[start GIVEN RECORDS]

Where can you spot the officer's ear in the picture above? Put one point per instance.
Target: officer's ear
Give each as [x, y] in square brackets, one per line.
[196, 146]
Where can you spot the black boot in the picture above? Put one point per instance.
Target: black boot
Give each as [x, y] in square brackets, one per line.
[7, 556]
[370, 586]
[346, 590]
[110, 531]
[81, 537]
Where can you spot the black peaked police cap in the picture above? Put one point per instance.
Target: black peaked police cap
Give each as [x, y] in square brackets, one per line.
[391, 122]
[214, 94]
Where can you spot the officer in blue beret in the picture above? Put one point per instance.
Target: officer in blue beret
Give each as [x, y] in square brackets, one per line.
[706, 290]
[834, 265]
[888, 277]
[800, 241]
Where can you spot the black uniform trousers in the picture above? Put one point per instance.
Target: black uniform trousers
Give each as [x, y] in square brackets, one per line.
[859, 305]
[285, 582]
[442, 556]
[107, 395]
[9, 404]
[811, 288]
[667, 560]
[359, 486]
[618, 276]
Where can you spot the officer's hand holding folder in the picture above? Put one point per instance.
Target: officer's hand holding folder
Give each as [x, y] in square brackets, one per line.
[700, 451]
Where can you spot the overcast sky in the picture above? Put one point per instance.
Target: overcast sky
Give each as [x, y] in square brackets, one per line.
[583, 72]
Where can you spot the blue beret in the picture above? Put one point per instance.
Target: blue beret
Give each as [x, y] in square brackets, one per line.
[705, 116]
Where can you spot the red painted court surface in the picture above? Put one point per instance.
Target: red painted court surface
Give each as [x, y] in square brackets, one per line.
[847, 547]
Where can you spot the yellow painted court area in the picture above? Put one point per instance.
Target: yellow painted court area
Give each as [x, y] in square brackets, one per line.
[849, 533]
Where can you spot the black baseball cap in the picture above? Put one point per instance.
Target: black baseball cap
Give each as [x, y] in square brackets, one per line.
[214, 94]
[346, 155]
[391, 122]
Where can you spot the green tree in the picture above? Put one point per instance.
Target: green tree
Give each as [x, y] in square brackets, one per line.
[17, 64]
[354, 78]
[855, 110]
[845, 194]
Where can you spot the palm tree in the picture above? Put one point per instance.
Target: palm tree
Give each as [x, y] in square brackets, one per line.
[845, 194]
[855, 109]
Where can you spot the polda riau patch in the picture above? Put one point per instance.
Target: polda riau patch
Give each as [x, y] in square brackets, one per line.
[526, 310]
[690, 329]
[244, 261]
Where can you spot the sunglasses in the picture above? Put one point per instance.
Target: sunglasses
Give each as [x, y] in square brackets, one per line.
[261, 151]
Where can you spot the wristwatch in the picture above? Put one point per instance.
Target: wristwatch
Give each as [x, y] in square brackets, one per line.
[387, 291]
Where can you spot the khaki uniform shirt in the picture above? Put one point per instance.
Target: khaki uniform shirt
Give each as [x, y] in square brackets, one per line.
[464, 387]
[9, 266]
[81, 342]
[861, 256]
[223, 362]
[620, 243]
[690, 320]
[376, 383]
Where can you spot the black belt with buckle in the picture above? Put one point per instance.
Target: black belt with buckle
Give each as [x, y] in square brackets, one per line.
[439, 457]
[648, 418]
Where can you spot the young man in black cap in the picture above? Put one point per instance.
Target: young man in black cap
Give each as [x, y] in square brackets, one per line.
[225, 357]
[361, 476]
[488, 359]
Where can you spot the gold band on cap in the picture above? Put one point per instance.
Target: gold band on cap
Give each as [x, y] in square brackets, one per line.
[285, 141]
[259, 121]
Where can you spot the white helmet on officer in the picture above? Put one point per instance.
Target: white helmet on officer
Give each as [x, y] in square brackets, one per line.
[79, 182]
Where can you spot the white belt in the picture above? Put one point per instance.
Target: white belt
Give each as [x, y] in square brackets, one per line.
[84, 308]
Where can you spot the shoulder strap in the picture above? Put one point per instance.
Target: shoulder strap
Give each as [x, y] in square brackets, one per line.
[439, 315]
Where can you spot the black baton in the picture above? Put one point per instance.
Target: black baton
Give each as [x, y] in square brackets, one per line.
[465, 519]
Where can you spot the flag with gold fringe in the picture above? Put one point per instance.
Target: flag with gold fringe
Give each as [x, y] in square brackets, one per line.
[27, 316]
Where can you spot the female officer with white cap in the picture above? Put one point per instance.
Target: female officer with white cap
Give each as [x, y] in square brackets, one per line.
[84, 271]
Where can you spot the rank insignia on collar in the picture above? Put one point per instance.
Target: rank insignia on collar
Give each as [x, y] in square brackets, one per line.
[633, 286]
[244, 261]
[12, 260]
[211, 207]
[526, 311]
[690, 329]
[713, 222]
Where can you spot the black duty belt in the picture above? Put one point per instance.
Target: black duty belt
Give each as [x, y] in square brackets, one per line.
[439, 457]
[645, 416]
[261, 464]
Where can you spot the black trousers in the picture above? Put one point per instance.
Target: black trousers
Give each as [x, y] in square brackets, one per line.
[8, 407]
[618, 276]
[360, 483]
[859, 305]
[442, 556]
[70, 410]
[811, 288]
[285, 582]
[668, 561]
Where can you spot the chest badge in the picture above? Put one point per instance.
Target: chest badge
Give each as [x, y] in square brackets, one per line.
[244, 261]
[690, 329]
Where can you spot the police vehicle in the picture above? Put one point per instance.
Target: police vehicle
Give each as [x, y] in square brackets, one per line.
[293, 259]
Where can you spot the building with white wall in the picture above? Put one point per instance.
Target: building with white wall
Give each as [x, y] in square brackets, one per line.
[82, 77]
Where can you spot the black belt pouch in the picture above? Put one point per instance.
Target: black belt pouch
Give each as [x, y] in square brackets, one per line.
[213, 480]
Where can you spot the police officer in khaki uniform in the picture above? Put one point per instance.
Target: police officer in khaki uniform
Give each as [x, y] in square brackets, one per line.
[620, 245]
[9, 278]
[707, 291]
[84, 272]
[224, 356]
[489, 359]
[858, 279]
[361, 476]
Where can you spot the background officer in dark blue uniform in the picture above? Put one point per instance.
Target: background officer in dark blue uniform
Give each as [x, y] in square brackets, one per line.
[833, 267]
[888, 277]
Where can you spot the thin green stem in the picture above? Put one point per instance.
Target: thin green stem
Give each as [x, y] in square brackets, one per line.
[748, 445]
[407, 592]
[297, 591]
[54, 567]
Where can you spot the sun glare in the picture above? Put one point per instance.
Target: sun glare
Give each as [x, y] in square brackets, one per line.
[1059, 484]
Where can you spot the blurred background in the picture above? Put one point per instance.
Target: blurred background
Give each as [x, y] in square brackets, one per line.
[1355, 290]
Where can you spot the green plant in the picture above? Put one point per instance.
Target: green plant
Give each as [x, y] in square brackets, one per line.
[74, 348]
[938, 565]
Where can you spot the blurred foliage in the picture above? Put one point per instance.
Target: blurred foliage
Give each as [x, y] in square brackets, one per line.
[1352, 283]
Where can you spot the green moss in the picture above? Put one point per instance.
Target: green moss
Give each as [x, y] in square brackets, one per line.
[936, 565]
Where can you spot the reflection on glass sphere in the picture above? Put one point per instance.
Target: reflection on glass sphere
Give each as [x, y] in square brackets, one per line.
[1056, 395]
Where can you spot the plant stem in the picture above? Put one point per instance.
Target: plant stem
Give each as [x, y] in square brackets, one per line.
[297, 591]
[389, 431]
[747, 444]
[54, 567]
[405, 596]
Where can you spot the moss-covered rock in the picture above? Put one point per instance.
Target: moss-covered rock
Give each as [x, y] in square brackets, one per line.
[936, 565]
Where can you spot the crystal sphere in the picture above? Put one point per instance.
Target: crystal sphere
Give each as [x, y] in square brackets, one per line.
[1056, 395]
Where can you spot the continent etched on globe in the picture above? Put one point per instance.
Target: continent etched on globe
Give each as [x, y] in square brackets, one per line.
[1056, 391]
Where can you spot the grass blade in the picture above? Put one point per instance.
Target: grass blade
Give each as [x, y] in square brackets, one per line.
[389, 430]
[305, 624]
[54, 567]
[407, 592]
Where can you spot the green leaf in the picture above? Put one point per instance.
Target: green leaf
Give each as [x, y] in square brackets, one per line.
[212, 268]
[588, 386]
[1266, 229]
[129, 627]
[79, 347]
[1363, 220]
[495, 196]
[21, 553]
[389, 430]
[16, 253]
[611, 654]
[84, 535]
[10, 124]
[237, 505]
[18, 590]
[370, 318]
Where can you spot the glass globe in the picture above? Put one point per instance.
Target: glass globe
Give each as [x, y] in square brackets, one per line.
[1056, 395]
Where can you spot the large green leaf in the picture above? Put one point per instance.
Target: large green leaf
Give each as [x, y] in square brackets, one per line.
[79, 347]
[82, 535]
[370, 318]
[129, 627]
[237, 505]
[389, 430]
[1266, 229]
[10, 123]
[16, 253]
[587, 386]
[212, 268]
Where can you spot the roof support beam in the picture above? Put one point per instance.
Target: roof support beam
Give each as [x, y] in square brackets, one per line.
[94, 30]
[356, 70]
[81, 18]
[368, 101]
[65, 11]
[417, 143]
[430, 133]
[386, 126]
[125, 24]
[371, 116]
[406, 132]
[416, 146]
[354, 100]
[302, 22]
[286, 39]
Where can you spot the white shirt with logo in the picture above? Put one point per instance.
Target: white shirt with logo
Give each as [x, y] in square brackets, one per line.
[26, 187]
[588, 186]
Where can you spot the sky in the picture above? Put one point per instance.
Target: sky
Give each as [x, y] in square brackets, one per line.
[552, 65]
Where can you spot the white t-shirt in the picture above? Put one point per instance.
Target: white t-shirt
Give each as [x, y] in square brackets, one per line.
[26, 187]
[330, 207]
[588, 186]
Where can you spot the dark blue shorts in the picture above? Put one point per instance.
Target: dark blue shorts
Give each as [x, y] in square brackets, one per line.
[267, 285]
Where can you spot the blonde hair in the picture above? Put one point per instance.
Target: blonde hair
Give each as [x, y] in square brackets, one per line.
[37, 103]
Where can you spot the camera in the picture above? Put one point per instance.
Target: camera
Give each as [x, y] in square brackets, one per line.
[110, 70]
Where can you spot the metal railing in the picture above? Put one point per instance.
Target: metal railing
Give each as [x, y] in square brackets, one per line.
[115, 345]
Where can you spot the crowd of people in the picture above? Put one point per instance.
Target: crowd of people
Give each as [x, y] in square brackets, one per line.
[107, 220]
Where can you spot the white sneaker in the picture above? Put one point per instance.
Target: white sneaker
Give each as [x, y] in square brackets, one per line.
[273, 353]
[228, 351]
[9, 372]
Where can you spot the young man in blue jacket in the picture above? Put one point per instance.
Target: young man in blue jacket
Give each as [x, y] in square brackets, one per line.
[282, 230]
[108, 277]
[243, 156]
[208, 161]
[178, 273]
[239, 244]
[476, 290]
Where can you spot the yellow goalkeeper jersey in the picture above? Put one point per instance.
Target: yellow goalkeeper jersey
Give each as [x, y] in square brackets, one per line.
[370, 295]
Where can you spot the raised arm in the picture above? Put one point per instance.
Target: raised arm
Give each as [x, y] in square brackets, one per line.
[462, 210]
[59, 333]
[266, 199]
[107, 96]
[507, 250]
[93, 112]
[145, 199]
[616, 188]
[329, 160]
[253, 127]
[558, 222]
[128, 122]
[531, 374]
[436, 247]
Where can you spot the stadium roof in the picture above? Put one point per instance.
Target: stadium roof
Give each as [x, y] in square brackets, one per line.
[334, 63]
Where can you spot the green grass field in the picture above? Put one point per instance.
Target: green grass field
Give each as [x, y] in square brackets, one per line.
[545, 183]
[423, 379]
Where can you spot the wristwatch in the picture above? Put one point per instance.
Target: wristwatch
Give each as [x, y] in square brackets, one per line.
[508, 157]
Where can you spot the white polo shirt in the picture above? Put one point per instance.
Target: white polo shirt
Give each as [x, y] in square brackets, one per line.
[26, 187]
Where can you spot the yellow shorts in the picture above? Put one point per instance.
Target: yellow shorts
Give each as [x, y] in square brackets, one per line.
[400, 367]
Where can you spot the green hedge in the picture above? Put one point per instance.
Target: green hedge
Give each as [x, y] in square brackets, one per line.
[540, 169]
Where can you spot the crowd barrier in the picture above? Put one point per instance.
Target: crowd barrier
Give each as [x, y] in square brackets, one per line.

[end GIVEN RECORDS]

OBJECTIVE >> All lines from the line containing "Where can you spot the stadium" through the end of the listing above are to be duplicated exactly; include both ends and nothing further.

ANSWER >>
Where can you spot the stadium roof in the picture above? Put one point per instance.
Target: stadium roof
Give each as [x, y] in square brackets, one per line.
[334, 63]
Where can you spot the green grass field in the picture above? Put one point per instance.
Target: green grass field
Give each as [x, y] in square brackets, one per line.
[545, 183]
[423, 379]
Where can you spot the wristwatch in the picture above? Put one point per instance.
Target: wristwatch
Give each as [x, y] in square brackets, one per line.
[508, 157]
Where can you spot the white polo shirt in the picture above? Put one point per instance.
Target: white polo shirt
Give each as [x, y] in square brackets, one per line.
[26, 187]
Where can you spot the yellow shorts in the picture above? Put one point per instance.
Target: yellow shorts
Give each as [x, y] in square brackets, one per line.
[400, 367]
Where can you spot the green hedge in the picture above? Put one point per instance.
Target: green hedge
Give each as [x, y] in square brackets, one per line.
[540, 169]
Where can you spot the crowd barrier in the picture above? Put one point per instance.
Target: crowd barrier
Give each as [x, y] in square brackets, one per line.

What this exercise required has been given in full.